● RECORD LIST:

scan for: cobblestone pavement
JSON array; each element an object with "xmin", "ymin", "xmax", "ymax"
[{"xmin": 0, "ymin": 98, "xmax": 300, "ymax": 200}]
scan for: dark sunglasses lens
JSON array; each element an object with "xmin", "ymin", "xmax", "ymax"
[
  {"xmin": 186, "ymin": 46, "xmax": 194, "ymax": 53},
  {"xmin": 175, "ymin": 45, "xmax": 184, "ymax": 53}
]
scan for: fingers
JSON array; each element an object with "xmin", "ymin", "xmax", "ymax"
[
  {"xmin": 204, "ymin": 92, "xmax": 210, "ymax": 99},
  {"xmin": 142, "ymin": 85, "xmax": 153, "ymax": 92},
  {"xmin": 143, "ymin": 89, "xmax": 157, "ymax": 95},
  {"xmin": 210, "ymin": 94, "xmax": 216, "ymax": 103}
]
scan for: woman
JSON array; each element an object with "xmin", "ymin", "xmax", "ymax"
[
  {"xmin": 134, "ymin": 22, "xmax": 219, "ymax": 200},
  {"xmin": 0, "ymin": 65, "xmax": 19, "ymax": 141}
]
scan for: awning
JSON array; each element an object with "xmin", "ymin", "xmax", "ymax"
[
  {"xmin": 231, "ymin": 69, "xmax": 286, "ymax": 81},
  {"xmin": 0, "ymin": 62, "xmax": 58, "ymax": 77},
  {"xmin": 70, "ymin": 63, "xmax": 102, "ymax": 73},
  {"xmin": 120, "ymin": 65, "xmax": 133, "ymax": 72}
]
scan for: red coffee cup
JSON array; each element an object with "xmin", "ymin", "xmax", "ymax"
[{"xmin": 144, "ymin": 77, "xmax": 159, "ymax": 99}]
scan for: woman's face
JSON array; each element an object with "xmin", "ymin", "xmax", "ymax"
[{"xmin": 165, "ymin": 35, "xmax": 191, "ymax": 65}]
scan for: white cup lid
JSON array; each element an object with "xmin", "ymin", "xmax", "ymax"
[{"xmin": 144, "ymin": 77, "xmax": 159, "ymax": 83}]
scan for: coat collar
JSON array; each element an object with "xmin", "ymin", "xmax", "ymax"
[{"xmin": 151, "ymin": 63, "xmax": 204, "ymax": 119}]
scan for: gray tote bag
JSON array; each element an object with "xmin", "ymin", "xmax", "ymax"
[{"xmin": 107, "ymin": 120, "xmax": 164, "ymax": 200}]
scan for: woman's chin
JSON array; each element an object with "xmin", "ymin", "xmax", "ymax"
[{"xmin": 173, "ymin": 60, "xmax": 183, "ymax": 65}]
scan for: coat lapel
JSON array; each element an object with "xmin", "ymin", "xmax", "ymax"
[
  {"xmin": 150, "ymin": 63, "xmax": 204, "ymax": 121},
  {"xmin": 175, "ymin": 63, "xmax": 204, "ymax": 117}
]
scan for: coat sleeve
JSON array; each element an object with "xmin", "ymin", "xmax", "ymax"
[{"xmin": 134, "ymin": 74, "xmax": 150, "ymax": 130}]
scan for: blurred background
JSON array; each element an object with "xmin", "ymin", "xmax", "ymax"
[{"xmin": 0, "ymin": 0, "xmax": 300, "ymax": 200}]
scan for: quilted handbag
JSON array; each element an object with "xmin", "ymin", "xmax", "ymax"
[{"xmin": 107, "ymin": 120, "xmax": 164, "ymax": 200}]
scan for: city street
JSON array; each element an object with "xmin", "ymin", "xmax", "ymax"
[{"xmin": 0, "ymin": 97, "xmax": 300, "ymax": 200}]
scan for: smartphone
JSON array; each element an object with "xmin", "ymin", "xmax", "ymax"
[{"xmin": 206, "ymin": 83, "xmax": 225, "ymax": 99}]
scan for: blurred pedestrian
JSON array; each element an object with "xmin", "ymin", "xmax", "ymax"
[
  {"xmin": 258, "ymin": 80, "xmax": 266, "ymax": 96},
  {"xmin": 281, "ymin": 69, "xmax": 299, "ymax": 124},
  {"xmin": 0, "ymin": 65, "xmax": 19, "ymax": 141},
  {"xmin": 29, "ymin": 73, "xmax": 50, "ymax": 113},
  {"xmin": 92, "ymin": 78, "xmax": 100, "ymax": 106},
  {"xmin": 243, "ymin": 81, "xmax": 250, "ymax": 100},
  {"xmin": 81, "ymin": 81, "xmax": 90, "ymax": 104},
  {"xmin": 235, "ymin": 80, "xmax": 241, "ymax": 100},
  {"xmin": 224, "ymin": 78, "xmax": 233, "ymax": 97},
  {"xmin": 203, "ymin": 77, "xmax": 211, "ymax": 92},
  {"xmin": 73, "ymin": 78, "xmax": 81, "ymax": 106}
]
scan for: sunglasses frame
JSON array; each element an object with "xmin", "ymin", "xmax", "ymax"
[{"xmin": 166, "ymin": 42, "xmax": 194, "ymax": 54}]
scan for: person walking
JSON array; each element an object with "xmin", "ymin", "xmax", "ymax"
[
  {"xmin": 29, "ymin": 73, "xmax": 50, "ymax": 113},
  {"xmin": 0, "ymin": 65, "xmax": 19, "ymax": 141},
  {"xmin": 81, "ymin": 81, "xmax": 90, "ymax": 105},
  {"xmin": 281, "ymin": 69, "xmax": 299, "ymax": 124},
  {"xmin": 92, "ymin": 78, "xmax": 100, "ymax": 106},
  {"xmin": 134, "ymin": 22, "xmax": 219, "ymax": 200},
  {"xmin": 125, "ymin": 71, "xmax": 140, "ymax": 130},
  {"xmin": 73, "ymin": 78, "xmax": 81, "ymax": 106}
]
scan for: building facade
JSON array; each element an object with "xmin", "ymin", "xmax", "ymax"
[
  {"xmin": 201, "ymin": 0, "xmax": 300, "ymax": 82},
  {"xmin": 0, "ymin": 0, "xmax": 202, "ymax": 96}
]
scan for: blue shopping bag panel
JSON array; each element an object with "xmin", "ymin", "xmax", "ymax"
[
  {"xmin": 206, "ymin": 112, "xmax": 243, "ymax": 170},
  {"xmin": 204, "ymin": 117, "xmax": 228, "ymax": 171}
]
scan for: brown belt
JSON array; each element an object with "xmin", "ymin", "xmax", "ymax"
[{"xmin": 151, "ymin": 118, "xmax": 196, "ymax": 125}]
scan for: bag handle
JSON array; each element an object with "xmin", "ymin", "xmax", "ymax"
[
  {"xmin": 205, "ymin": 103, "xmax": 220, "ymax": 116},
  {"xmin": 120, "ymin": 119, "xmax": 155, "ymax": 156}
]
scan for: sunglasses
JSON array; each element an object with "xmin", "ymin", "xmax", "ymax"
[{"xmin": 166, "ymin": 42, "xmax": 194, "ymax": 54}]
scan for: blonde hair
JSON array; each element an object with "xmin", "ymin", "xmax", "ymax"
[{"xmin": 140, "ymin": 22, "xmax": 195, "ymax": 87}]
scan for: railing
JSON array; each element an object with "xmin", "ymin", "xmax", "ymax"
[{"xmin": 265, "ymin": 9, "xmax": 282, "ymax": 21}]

● SHORT PROBLEM: Rewrite every line of the records above as a numbered list, skipping any blank lines.

● CORRECT RESPONSE:
1. scan for: cobblestone pavement
2. JSON array; each element an object with "xmin", "ymin", "xmax", "ymax"
3. [{"xmin": 0, "ymin": 98, "xmax": 300, "ymax": 200}]
4. scan for: dark sunglasses lens
5. JSON array; each element an object with "xmin", "ymin", "xmax", "ymax"
6. [
7.   {"xmin": 186, "ymin": 46, "xmax": 194, "ymax": 53},
8.   {"xmin": 175, "ymin": 45, "xmax": 184, "ymax": 53}
9. ]
10. scan for: fingers
11. JSON array; each element an object with "xmin", "ymin", "xmax", "ymax"
12. [
13.   {"xmin": 204, "ymin": 92, "xmax": 210, "ymax": 99},
14.   {"xmin": 142, "ymin": 85, "xmax": 153, "ymax": 92},
15.   {"xmin": 143, "ymin": 89, "xmax": 157, "ymax": 95},
16.   {"xmin": 210, "ymin": 94, "xmax": 216, "ymax": 103}
17. ]
18. scan for: woman
19. JSON array; each element an object with "xmin", "ymin", "xmax", "ymax"
20. [
21.   {"xmin": 134, "ymin": 22, "xmax": 219, "ymax": 200},
22.   {"xmin": 0, "ymin": 65, "xmax": 19, "ymax": 141}
23. ]
24. scan for: awning
25. JSON array; each element an object with "xmin", "ymin", "xmax", "ymax"
26. [
27.   {"xmin": 231, "ymin": 69, "xmax": 286, "ymax": 81},
28.   {"xmin": 0, "ymin": 62, "xmax": 58, "ymax": 77},
29.   {"xmin": 70, "ymin": 63, "xmax": 102, "ymax": 73},
30.   {"xmin": 120, "ymin": 65, "xmax": 133, "ymax": 72}
31. ]
32. scan for: red coffee cup
33. JSON array; each element an object with "xmin", "ymin", "xmax", "ymax"
34. [{"xmin": 144, "ymin": 77, "xmax": 159, "ymax": 99}]
35. scan for: woman's face
36. JSON array; each element an object with "xmin", "ymin", "xmax", "ymax"
37. [{"xmin": 165, "ymin": 35, "xmax": 191, "ymax": 65}]
38. scan for: white cup lid
39. JSON array; each element an object with "xmin", "ymin", "xmax", "ymax"
40. [{"xmin": 144, "ymin": 77, "xmax": 159, "ymax": 83}]
41. scan for: coat collar
42. JSON array; each element an object with "xmin", "ymin", "xmax", "ymax"
43. [{"xmin": 151, "ymin": 63, "xmax": 204, "ymax": 119}]
44. scan for: gray tote bag
45. JSON array; each element an object with "xmin", "ymin", "xmax", "ymax"
46. [{"xmin": 107, "ymin": 120, "xmax": 164, "ymax": 200}]
47. scan for: woman's chin
48. JSON array; each element an object with "xmin", "ymin", "xmax", "ymax"
49. [{"xmin": 173, "ymin": 60, "xmax": 183, "ymax": 65}]
50. scan for: coat lapel
51. JSON array; each element an object with "xmin", "ymin", "xmax", "ymax"
52. [
53.   {"xmin": 150, "ymin": 63, "xmax": 204, "ymax": 121},
54.   {"xmin": 175, "ymin": 63, "xmax": 204, "ymax": 117}
55. ]
56. scan for: coat sleeve
57. JSON array; each element an object with "xmin", "ymin", "xmax", "ymax"
58. [{"xmin": 134, "ymin": 74, "xmax": 150, "ymax": 130}]
59. scan for: blurred background
60. JSON array; each element an object with "xmin", "ymin", "xmax", "ymax"
61. [{"xmin": 0, "ymin": 0, "xmax": 300, "ymax": 200}]
62. scan for: quilted handbag
63. JSON array; each element an object with "xmin", "ymin", "xmax", "ymax"
64. [{"xmin": 107, "ymin": 120, "xmax": 164, "ymax": 200}]
65. scan for: city street
66. JSON array; each element an object with "xmin", "ymin", "xmax", "ymax"
67. [{"xmin": 0, "ymin": 97, "xmax": 300, "ymax": 200}]
68. scan for: smartphone
69. JSON array; each element an object with "xmin", "ymin", "xmax", "ymax"
70. [{"xmin": 206, "ymin": 83, "xmax": 225, "ymax": 99}]
71. scan for: blurred pedestrian
72. JSON array; each element an object with "xmin", "ymin", "xmax", "ymax"
73. [
74.   {"xmin": 258, "ymin": 80, "xmax": 266, "ymax": 96},
75.   {"xmin": 281, "ymin": 69, "xmax": 299, "ymax": 124},
76.   {"xmin": 0, "ymin": 65, "xmax": 19, "ymax": 141},
77.   {"xmin": 29, "ymin": 73, "xmax": 50, "ymax": 113},
78.   {"xmin": 92, "ymin": 78, "xmax": 100, "ymax": 106},
79.   {"xmin": 243, "ymin": 81, "xmax": 250, "ymax": 100},
80.   {"xmin": 81, "ymin": 81, "xmax": 90, "ymax": 104},
81.   {"xmin": 235, "ymin": 80, "xmax": 241, "ymax": 100},
82.   {"xmin": 224, "ymin": 78, "xmax": 233, "ymax": 97},
83.   {"xmin": 203, "ymin": 77, "xmax": 211, "ymax": 92},
84.   {"xmin": 73, "ymin": 78, "xmax": 81, "ymax": 106}
85. ]
86. scan for: sunglasses frame
87. JSON array; each element an object with "xmin", "ymin", "xmax", "ymax"
88. [{"xmin": 166, "ymin": 42, "xmax": 194, "ymax": 54}]
89. scan for: person walking
90. JSON array; each element an object with "xmin", "ymin", "xmax", "ymax"
91. [
92.   {"xmin": 29, "ymin": 73, "xmax": 50, "ymax": 113},
93.   {"xmin": 0, "ymin": 65, "xmax": 19, "ymax": 141},
94.   {"xmin": 81, "ymin": 81, "xmax": 90, "ymax": 105},
95.   {"xmin": 281, "ymin": 69, "xmax": 299, "ymax": 124},
96.   {"xmin": 92, "ymin": 78, "xmax": 100, "ymax": 106},
97.   {"xmin": 134, "ymin": 22, "xmax": 219, "ymax": 200},
98.   {"xmin": 125, "ymin": 71, "xmax": 140, "ymax": 130},
99.   {"xmin": 73, "ymin": 78, "xmax": 81, "ymax": 106}
100. ]
101. scan for: building facade
102. JSON array; each element an object with "xmin", "ymin", "xmax", "ymax"
103. [
104.   {"xmin": 201, "ymin": 0, "xmax": 300, "ymax": 82},
105.   {"xmin": 0, "ymin": 0, "xmax": 202, "ymax": 96}
106. ]
107. scan for: blue shopping bag panel
108. JSON array; each element an object with "xmin", "ymin", "xmax", "ymax"
109. [
110.   {"xmin": 206, "ymin": 112, "xmax": 243, "ymax": 170},
111.   {"xmin": 204, "ymin": 117, "xmax": 228, "ymax": 171}
112. ]
113. scan for: brown belt
114. JSON array; each element an object with "xmin", "ymin", "xmax", "ymax"
115. [{"xmin": 151, "ymin": 118, "xmax": 196, "ymax": 125}]
116. scan for: bag handle
117. JSON array; each element an object with "xmin", "ymin", "xmax", "ymax"
118. [
119.   {"xmin": 205, "ymin": 103, "xmax": 220, "ymax": 116},
120.   {"xmin": 120, "ymin": 119, "xmax": 155, "ymax": 156}
121. ]
122. scan for: sunglasses
123. JSON array; each element an object with "xmin", "ymin", "xmax", "ymax"
124. [{"xmin": 166, "ymin": 42, "xmax": 194, "ymax": 54}]
125. scan for: blonde hair
126. JSON array; each element an object with "xmin", "ymin", "xmax", "ymax"
127. [{"xmin": 140, "ymin": 22, "xmax": 195, "ymax": 87}]
128. scan for: railing
129. JSON array; each element an object with "xmin", "ymin", "xmax", "ymax"
130. [{"xmin": 265, "ymin": 9, "xmax": 282, "ymax": 21}]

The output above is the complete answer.